===== DATASET RECORDS =====
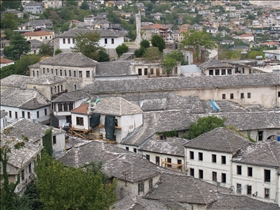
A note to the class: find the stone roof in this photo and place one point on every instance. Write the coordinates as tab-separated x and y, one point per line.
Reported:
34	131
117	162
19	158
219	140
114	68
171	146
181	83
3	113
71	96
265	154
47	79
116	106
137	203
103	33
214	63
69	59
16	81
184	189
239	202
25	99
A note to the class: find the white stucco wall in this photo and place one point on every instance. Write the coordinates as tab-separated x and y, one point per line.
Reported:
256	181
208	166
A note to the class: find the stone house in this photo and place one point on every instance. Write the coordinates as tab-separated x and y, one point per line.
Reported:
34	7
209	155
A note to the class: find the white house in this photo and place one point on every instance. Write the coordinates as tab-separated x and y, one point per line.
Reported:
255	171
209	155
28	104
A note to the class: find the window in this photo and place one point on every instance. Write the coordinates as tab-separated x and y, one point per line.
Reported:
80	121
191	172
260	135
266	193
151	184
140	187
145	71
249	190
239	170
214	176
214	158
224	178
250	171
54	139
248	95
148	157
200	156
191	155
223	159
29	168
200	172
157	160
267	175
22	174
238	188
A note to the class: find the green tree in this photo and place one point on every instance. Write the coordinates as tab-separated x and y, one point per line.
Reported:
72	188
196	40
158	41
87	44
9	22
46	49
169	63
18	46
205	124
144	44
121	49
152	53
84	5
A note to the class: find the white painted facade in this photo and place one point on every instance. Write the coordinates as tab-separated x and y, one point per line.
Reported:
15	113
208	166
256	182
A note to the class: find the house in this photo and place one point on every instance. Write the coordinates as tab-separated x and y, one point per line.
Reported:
=====
===== DATASET RECORDS =====
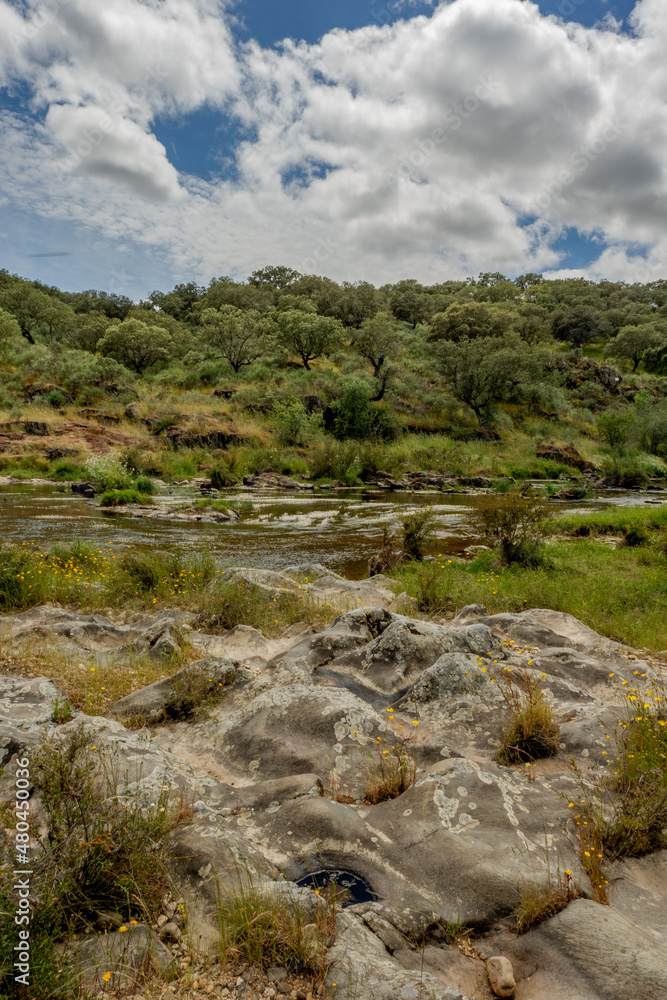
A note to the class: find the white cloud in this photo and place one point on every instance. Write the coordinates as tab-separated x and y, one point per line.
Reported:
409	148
=====
EXERCISE BRIEF
Pull out every line in the material above that contains the word "note" and copy each one out in full.

ANSWER TO THIS PROBLEM
A note to the class: find the stone roof in this photo and place one point on every instance. Write the coordinates as tab-separated x and y, one point per line.
A note to the class: find the white stucco wall in this photo and place one point on every instance. Write the coordinates as tab-separated x and y, one point per line.
A note to the class: find the stone house in this photo and place one point on every instance. Write the coordinates as tab-separated x and y, one point per line.
A note to the class: find the white house in this photo and place one point on every instance. Write the coordinates as tab-separated x and y, one point per line.
A note to the class: find the window in this photo and place one point on every instance. Write the coordinates as tab-separated x and y, one point per line.
A note to the class: find the green tree in this photo and place one point on every instance. Write the coordinates as tab-separated x and y, one point per line.
A note to the class: find the white painted facade in this photo and place one point on every instance. Write the coordinates as tab-separated x and y, one point per line.
A note to the class: find the house in this photo and place one point on every instance. Write the coordinates as tab-separated x and y, one point per line.
A note to the class: find the white cloud in this photo and place one point on every instance. Write the coordinates as tab-separated x and y, one point per line.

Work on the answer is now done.